## WHAT IS EXPECTED:
Return all the items below line for line, without changing a single word.

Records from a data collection
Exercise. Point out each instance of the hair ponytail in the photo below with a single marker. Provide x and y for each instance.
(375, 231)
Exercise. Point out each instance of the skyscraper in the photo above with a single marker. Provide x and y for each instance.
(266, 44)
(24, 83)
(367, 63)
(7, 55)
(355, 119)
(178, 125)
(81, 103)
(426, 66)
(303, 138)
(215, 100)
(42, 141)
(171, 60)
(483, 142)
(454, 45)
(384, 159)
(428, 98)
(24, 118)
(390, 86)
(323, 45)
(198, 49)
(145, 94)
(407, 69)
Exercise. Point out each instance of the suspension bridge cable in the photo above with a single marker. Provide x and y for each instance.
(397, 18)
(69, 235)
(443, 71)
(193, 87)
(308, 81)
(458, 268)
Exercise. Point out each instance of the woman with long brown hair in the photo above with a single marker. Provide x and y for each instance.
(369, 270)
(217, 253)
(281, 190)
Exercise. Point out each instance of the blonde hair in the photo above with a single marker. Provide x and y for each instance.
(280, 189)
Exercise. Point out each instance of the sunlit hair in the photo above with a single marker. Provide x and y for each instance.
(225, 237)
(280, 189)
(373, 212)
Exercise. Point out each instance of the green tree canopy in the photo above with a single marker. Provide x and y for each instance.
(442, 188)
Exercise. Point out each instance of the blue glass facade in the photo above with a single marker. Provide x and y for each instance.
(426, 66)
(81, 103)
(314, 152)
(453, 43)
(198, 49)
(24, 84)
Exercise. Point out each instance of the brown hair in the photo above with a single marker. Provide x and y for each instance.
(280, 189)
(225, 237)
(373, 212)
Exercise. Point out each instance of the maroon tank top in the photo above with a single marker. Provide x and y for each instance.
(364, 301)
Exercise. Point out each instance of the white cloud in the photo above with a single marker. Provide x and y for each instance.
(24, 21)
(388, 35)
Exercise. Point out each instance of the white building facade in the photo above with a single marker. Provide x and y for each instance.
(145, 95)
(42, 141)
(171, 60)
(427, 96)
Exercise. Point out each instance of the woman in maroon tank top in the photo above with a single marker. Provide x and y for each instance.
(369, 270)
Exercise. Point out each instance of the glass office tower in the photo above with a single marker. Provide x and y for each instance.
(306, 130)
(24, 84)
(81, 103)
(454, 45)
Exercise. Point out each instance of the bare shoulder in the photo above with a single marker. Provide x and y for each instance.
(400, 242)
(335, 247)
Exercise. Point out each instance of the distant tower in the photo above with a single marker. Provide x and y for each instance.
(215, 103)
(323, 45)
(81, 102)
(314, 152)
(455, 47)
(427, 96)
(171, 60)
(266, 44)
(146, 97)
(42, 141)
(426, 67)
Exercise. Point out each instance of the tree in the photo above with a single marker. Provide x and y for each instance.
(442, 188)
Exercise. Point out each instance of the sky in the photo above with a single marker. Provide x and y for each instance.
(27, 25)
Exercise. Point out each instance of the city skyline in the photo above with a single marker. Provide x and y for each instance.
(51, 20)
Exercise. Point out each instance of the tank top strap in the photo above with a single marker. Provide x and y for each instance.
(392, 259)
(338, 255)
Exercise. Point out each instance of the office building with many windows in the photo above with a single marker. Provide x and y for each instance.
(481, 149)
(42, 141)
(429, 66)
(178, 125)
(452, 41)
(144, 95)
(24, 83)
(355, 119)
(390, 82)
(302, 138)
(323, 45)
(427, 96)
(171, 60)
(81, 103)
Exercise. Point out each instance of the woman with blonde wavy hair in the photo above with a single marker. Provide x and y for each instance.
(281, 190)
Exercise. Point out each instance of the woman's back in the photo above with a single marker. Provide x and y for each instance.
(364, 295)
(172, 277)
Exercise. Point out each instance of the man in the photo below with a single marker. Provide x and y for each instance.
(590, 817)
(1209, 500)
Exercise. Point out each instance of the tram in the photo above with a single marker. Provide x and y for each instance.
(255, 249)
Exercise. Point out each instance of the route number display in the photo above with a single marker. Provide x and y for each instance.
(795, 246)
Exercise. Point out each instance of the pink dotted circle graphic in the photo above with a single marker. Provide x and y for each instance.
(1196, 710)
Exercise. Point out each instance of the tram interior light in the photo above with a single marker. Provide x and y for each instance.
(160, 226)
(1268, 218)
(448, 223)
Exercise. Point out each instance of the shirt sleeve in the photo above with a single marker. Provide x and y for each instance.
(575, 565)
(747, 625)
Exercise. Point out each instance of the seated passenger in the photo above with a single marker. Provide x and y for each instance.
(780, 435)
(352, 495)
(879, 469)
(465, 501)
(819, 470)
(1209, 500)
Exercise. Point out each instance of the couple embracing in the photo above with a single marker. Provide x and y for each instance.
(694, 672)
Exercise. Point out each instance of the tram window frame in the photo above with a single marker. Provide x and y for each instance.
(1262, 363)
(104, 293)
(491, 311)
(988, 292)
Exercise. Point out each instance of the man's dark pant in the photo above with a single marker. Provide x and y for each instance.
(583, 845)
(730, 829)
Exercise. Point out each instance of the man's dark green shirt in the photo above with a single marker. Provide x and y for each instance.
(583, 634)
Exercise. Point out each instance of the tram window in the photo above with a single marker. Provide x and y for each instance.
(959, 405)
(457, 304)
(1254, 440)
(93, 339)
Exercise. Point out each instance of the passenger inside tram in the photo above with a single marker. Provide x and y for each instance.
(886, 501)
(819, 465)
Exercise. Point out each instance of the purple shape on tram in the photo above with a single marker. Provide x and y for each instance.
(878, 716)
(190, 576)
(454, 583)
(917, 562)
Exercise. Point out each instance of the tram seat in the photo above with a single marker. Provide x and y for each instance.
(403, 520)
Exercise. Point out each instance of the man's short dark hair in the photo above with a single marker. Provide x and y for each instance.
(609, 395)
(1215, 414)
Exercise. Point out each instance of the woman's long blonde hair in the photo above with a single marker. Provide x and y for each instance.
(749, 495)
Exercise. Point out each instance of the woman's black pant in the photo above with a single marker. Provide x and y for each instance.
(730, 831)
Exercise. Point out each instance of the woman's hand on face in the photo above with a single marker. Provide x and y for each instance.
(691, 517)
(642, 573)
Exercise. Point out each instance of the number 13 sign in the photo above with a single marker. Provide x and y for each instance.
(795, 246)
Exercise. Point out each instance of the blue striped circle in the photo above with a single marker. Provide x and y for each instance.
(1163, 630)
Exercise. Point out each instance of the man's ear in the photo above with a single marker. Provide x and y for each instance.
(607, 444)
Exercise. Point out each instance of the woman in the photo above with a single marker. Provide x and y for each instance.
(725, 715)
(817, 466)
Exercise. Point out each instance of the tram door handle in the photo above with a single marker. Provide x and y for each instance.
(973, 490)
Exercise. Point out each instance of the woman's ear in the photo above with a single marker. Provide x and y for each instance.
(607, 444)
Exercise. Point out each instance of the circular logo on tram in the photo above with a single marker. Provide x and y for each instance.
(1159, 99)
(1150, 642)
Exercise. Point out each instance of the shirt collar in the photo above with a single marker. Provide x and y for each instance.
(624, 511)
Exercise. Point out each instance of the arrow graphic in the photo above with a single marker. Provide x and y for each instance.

## WRITTEN SOLUTION:
Exercise. Point out each instance of the hair ponytail in the photo below with a single marker. Provide x and y for each instance.
(375, 231)
Exercise. Point out each instance of the skyscraper in the photo above with a single marker. Provide x and y for each instance.
(266, 44)
(24, 83)
(367, 63)
(7, 55)
(355, 119)
(178, 125)
(81, 103)
(426, 66)
(303, 138)
(215, 100)
(42, 141)
(171, 60)
(483, 142)
(454, 45)
(384, 159)
(428, 98)
(24, 118)
(390, 86)
(323, 45)
(198, 49)
(145, 94)
(407, 69)
Exercise. Point out each instance of the suspension bridge cable in the photo above with a single marker. Provide x and y for each instance.
(397, 18)
(69, 235)
(443, 71)
(193, 87)
(308, 81)
(458, 268)
Exercise. Point out each instance of the woman with long brown hair in the photo above with a single marker. Provide x and y for each instance.
(369, 270)
(217, 253)
(281, 190)
Exercise. Point out each instance of the blonde hair in the photo above with a single marker. Provide x and y for each instance.
(280, 189)
Exercise. Point out each instance of the sunlit hair in the photo above with a single marker. Provide x and y for each instance.
(225, 237)
(280, 189)
(373, 212)
Exercise. Point out each instance of the green tree canopy in the photo above with a single marker. Provide x and y for each instance.
(442, 188)
Exercise. Point out each instance of the blue glass facade in the photo above with a single marker. Provide x and y for each instance.
(426, 66)
(81, 103)
(314, 152)
(453, 43)
(198, 49)
(24, 84)
Exercise. Point out each instance of the brown hair in the photo above with a single marker. Provide x and y for each instance.
(280, 189)
(225, 237)
(373, 212)
Exercise. Point out each instance of the maroon tank top in the photo above with a single marker. Provide x and y for each instance.
(364, 301)
Exercise. Point out each instance of the white cloud in the photo above with a single marker. Provide x and y for each instance.
(24, 21)
(388, 35)
Exercise. Point out each instance of the white building facade in the photo above with a single marker. Provide x and y for each instance.
(145, 95)
(42, 141)
(171, 60)
(427, 96)
Exercise. Point out each instance of the woman in maroon tank top in the photo above with a single marker. Provide x and y for each instance.
(369, 270)
Exercise. Point out each instance of the glass office tower in the photo above with a single marker. Provide x and y for each instance.
(306, 130)
(24, 84)
(81, 103)
(454, 45)
Exercise. Point out each instance of the bare shoulder in the photo above with a single marker. Provide x and y for each instance.
(400, 242)
(335, 247)
Exercise. Point out each instance of the distant tower in the photo above with a single marker. Provide x and y for each instance.
(215, 103)
(323, 45)
(81, 102)
(314, 152)
(455, 47)
(427, 96)
(171, 60)
(266, 44)
(146, 97)
(42, 141)
(426, 67)
Exercise. Point out each instance of the tree in the photo above with a single marker. Provide x and y for each instance.
(442, 188)
Exercise. Point out each instance of the sky in the photo above with a single marker. Provide x and y for each instance.
(27, 25)
Exercise. Point out each instance of the city skyline in the photo above with a single marker. Provide x and y for each instance.
(51, 20)
Exercise. Point out each instance of the tank top strap in the photo above with a single marker. Provide x and y for each instance.
(392, 259)
(338, 255)
Exercise. Point out each instance of the office building with many windows in the photo above with a single marker. Provide x and y for each instance.
(481, 149)
(42, 141)
(429, 66)
(178, 125)
(452, 41)
(144, 95)
(24, 83)
(355, 119)
(390, 82)
(302, 138)
(323, 45)
(427, 96)
(171, 60)
(81, 103)
Exercise. Point out each instance of the woman with blonde wavy hair in the photo above with a single marker. Provide x and y for each instance.
(281, 190)
Exercise. Point out each instance of the woman's back in the photo above with a single marker. Provide x and y for each instance.
(364, 295)
(172, 277)
Exercise. Point out each instance of the man in the photo below with a single marker. Provide x and y for each instance.
(590, 817)
(1209, 500)
Exercise. Point out each instance of the tram in the photo above with a single marker. Provide x and y for each instance.
(255, 249)
Exercise. Point out each instance of the route number display in the photo above with a single marker. Provide x and y for each instance.
(795, 246)
Exercise. Point out each instance of the pink dotted circle graphic in the photo above with a single marker. Provide x and y for each instance.
(1196, 710)
Exercise. Point out each instance of the tram interior light in the photo above with a single marker. Provide x and y for each instance.
(160, 226)
(1268, 218)
(448, 223)
Exercise. Point out each instance of the shirt sleeve in the photo above with a single marker. Provide x and y for each instance.
(575, 565)
(747, 625)
Exercise. Point out each instance of the seated passenger in the photo above with a single marker. Provide x and y for each instance.
(780, 435)
(352, 495)
(879, 469)
(465, 501)
(819, 470)
(1209, 500)
Exercise. Point out each instance of the couple embracing in the photo above with a single marker. Provide x and y for each instance.
(694, 672)
Exercise. Point out each instance of the tram window frame in the photo above with a single marker. Provide x and y for each instance.
(1262, 363)
(104, 293)
(491, 311)
(988, 292)
Exercise. Point out each instance of the man's dark pant in the photo above with a single marker. Provide x and y for each instance.
(583, 845)
(730, 829)
Exercise. Point out each instance of the man's dark green shirt in the photo above with a single marker. Provide x and y for each instance.
(583, 634)
Exercise. Point out each instance of the tram window in the photo above with a single marker. Provide x and y for each instance.
(959, 405)
(457, 304)
(1254, 440)
(93, 339)
Exercise. Point out each instance of the passenger inside tram in the photo above with a single marker. Provide x and y for each instance.
(886, 501)
(819, 465)
Exercise. Point out each instance of the purple shape on tram in the photo above with a single marker. Provide x and y for each instance.
(878, 716)
(190, 576)
(454, 583)
(917, 562)
Exercise. Point out each instance of the tram seat in the photo above with a single marker. Provide x and y for each instance.
(403, 520)
Exercise. Point out each instance of the man's short dark hair in the photo above with a single marker. Provide x and y for each instance.
(609, 395)
(1215, 414)
Exercise. Point out each instance of the woman's long blonde hair in the photo above with a single marker. Provide x and y for each instance.
(749, 495)
Exercise. Point out each instance of the woman's black pant in the photo above with a single marker. Provide x and y for each instance.
(730, 831)
Exercise. Point out each instance of the woman's hand on face in the photo above with a single marker. Provide x and y for each instance.
(691, 517)
(642, 573)
Exercise. Point out each instance of the number 13 sign in the photo above with a single marker. Provide x and y for each instance.
(795, 246)
Exercise. Point out each instance of the blue striped circle in the photo above with a single marker. Provide x and y for each instance.
(1163, 630)
Exercise. Point out each instance of the man's ear in the photo above with a single marker. Provide x and y for each instance.
(607, 444)
Exercise. Point out each instance of the woman in the photo above with a single marker. Provide x and y for each instance.
(725, 715)
(817, 466)
Exercise. Point out each instance of the tram door handle in the photo above with a single marker. Provide x and y for each instance.
(973, 490)
Exercise. Point out each instance of the woman's ear in the photo above with a single marker. Provide x and y for each instance.
(607, 444)
Exercise. Point out each instance of the circular logo on tram in the photo above with a single marker. Provide x and y for each instance.
(1159, 99)
(1150, 642)
Exercise. Point out each instance of the shirt collar in the photo above with a single marker. Provide x and y for each instance.
(624, 511)
Exercise. Point out each instance of the arrow graphic in the photo above with a single marker. Provide x and y for each instance.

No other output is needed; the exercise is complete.